- _PROBLEM TO SOLVE_: The answer must consist of the entire listing, repeated exactly.

━━━━━━━━━━━━━━━━━━━━━━━━━━━━━━

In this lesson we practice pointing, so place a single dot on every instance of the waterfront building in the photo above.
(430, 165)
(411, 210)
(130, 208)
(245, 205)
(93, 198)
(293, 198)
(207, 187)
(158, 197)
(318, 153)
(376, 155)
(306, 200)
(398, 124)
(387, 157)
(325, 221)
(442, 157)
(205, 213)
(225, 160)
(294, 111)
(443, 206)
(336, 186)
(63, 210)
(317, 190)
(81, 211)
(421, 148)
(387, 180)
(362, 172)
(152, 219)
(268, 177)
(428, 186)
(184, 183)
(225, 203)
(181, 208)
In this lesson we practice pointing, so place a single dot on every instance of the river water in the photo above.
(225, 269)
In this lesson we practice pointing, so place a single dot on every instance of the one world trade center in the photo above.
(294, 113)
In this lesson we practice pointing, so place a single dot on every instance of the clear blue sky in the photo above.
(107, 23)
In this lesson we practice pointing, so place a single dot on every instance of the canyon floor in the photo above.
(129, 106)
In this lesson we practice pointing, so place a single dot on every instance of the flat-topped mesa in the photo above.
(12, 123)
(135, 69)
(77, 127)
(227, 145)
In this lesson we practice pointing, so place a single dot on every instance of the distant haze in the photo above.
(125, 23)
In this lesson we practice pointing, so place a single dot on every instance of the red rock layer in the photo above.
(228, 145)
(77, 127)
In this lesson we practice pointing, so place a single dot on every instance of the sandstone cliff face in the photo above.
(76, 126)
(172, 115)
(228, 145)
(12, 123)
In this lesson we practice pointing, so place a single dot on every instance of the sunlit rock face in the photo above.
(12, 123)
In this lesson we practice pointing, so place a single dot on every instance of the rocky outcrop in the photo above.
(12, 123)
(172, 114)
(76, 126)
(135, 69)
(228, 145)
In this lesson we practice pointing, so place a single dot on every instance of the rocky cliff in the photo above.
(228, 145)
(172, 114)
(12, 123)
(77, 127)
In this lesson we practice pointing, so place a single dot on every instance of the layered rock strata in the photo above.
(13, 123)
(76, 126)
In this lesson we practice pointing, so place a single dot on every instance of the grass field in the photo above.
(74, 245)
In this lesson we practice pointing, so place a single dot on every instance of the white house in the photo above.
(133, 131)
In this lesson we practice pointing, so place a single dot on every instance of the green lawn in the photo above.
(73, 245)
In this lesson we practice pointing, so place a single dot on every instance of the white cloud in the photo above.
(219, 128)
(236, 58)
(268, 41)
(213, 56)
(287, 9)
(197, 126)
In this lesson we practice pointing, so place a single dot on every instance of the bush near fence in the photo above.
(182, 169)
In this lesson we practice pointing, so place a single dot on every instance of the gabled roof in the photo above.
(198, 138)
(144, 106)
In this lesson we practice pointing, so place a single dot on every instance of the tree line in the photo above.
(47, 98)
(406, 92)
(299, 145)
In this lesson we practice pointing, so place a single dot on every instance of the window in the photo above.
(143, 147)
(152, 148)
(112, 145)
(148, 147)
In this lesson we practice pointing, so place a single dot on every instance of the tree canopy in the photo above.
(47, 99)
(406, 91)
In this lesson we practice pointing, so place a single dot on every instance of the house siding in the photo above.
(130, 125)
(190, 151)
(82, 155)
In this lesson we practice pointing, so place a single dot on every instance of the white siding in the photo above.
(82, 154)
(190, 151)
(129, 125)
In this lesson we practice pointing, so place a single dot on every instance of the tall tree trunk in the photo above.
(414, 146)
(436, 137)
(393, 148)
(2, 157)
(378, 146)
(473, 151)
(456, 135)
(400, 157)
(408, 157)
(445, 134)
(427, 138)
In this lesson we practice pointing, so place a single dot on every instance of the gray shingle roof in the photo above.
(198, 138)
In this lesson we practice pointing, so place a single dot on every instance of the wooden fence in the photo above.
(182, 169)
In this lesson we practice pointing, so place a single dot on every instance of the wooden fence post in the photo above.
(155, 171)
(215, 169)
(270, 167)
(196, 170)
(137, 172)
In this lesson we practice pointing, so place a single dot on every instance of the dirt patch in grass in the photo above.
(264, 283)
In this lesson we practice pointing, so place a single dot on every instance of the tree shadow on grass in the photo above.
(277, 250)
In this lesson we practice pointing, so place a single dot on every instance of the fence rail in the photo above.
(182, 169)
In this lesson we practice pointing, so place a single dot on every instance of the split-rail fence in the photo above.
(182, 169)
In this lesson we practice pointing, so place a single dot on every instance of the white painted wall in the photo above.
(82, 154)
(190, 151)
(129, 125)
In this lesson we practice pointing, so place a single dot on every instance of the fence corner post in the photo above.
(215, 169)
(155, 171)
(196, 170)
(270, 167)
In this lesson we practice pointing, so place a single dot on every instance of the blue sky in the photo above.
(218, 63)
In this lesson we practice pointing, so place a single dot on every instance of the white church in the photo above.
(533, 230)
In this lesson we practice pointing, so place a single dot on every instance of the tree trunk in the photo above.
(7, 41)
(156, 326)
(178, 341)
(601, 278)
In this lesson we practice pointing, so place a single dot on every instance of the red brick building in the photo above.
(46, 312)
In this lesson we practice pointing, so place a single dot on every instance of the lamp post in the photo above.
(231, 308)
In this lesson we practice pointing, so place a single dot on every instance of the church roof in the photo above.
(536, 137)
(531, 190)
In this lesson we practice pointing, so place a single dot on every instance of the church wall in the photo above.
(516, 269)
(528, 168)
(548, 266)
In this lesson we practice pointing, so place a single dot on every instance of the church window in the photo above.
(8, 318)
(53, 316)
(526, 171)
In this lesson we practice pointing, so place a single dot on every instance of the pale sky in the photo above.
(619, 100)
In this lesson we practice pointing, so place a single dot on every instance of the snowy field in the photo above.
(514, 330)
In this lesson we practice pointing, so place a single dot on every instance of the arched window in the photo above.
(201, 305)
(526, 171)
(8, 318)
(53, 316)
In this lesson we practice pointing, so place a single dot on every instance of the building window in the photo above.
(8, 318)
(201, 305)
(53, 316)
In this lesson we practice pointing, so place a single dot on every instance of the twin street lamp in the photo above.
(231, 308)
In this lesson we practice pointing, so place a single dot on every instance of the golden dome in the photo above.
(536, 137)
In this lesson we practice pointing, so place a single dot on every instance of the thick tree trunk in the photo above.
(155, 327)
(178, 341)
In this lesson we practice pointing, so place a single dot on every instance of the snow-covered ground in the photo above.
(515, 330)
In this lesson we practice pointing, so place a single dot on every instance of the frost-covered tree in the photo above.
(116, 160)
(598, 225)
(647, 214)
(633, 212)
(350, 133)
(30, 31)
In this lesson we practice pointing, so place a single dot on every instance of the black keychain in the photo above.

━━━━━━━━━━━━━━━━━━━━━━━━━━━━━━

- _YOUR RESPONSE_:
In this lesson we practice pointing, so place a single dot on every instance of the waterfront building in the photo above.
(430, 165)
(411, 210)
(130, 208)
(245, 205)
(93, 198)
(293, 198)
(207, 187)
(158, 197)
(318, 153)
(376, 155)
(306, 200)
(398, 124)
(387, 157)
(325, 221)
(442, 157)
(205, 213)
(225, 160)
(294, 111)
(443, 206)
(336, 186)
(63, 210)
(317, 190)
(81, 211)
(421, 148)
(387, 180)
(362, 172)
(152, 219)
(268, 177)
(428, 186)
(184, 183)
(225, 203)
(181, 208)
In this lesson we practice pointing, so place a single dot on every instance of the river water in the photo above.
(225, 269)
In this lesson we practice pointing, so place a single dot on every instance of the one world trade center in the photo above.
(294, 113)
In this lesson we practice pointing, so place a single dot on every instance of the clear blue sky in the photo above.
(107, 23)
In this lesson we practice pointing, so place a single dot on every instance of the canyon floor in the photo above.
(129, 106)
In this lesson we practice pointing, so place a single dot on every instance of the flat-topped mesa in the photo above.
(12, 123)
(135, 69)
(77, 127)
(227, 145)
In this lesson we practice pointing, so place a single dot on every instance of the distant haze in the photo above.
(125, 23)
In this lesson we practice pointing, so place a single dot on every instance of the red rock layer in the photo above.
(228, 145)
(77, 127)
In this lesson we practice pointing, so place a single dot on every instance of the sandstone cliff face in the photo above.
(76, 126)
(172, 115)
(228, 145)
(12, 123)
In this lesson we practice pointing, so place a single dot on every instance of the sunlit rock face in the photo above.
(12, 123)
In this lesson we practice pointing, so place a single dot on every instance of the rocky outcrop in the photo above.
(12, 123)
(172, 114)
(76, 126)
(135, 69)
(228, 145)
In this lesson we practice pointing, so place a single dot on every instance of the rocky cliff in the photo above.
(228, 145)
(172, 114)
(12, 123)
(77, 127)
In this lesson we practice pointing, so place a single dot on every instance of the layered rock strata in the photo above.
(13, 123)
(76, 126)
In this lesson we practice pointing, so place a single dot on every instance of the grass field in the photo above.
(74, 245)
In this lesson we practice pointing, so place a single dot on every instance of the white house in the photo above.
(133, 131)
In this lesson we practice pointing, so place a single dot on every instance of the green lawn in the photo above.
(73, 245)
In this lesson we practice pointing, so place a single dot on every instance of the white cloud in the photo above.
(219, 128)
(236, 58)
(268, 41)
(213, 56)
(287, 9)
(197, 126)
In this lesson we practice pointing, so place a single dot on every instance of the bush near fence in the photo above.
(182, 169)
In this lesson we practice pointing, so place a single dot on every instance of the gabled roof in the photo above.
(198, 138)
(144, 106)
In this lesson we practice pointing, so place a single dot on every instance of the tree line in the photo above.
(47, 98)
(406, 92)
(299, 145)
In this lesson we practice pointing, so place a single dot on every instance of the window in the photo above.
(143, 147)
(152, 148)
(112, 145)
(148, 147)
In this lesson we practice pointing, so place a single dot on every instance of the tree canopy in the photo above.
(47, 99)
(406, 91)
In this lesson we practice pointing, so place a single dot on every instance of the house siding in the photo above.
(130, 125)
(190, 151)
(82, 155)
In this lesson we practice pointing, so place a single dot on every instance of the white siding in the photo above.
(82, 154)
(190, 151)
(129, 125)
In this lesson we practice pointing, so place a single dot on every instance of the tall tree trunk in the photo above.
(414, 146)
(436, 137)
(393, 148)
(2, 157)
(378, 146)
(473, 151)
(456, 135)
(400, 157)
(408, 157)
(445, 134)
(427, 138)
In this lesson we practice pointing, so place a single dot on every instance of the gray shingle roof in the photo above.
(198, 138)
In this lesson we practice pointing, so place a single dot on every instance of the wooden fence in the photo above.
(182, 169)
In this lesson we practice pointing, so place a single dot on every instance of the wooden fence post in the photo above.
(155, 171)
(215, 169)
(270, 167)
(196, 170)
(137, 172)
In this lesson we practice pointing, so place a single dot on every instance of the dirt patch in grass in the photo above.
(264, 283)
In this lesson we practice pointing, so place a single dot on every instance of the tree shadow on grass in the photo above.
(277, 250)
In this lesson we practice pointing, so place a single dot on every instance of the fence rail in the photo above.
(182, 169)
In this lesson we practice pointing, so place a single dot on every instance of the split-rail fence in the photo above.
(182, 169)
In this lesson we practice pointing, so place a single dot on every instance of the white painted wall in the photo above.
(82, 154)
(190, 151)
(129, 125)
In this lesson we practice pointing, so place a single dot on every instance of the fence corner post in the photo above.
(215, 169)
(155, 171)
(196, 170)
(270, 167)
In this lesson we practice pointing, so place a single dot on every instance of the blue sky in the photo above.
(218, 63)
In this lesson we practice pointing, so place a single dot on every instance of the white church in the photo above.
(533, 230)
In this lesson we practice pointing, so place a single dot on every instance of the tree trunk in the photo above.
(7, 41)
(156, 326)
(178, 341)
(601, 278)
In this lesson we practice pointing, so place a single dot on every instance of the red brick building in the photo above.
(46, 312)
In this lesson we practice pointing, so place a single dot on every instance of the lamp post in the photo above.
(231, 308)
In this lesson we practice pointing, so place a single dot on every instance of the church roof in the photo above.
(536, 137)
(531, 190)
In this lesson we practice pointing, so place a single dot on every instance of the church wall in the photo above.
(516, 269)
(528, 168)
(548, 266)
In this lesson we practice pointing, so place a single dot on every instance of the church window in the photo above.
(8, 318)
(53, 316)
(526, 171)
In this lesson we practice pointing, so place a single dot on every instance of the pale sky in the photo above.
(619, 100)
In this lesson we practice pointing, so place a single dot on every instance of the snowy field in the photo above.
(514, 330)
In this lesson we practice pointing, so place a single dot on every instance of the arched window in the photo above.
(201, 305)
(526, 171)
(8, 318)
(53, 316)
In this lesson we practice pointing, so place a single dot on every instance of the building window in the photo above.
(8, 318)
(201, 305)
(53, 316)
In this lesson we practice pointing, so place a single dot on every instance of the twin street lamp in the photo above.
(231, 308)
In this lesson we practice pointing, so place a single dot on every instance of the golden dome in the photo above.
(536, 137)
In this lesson we practice pointing, so place a single dot on every instance of the thick tree trunk in the photo above.
(155, 327)
(178, 341)
In this lesson we practice pointing, so place a single dot on every instance of the snow-covered ground in the photo above.
(515, 330)
In this lesson we practice pointing, so place a single dot on every instance of the frost-covered tree in the photo above.
(116, 160)
(598, 225)
(647, 214)
(633, 212)
(350, 133)
(30, 31)
In this lesson we practice pointing, so place a single dot on every instance of the black keychain in the photo above.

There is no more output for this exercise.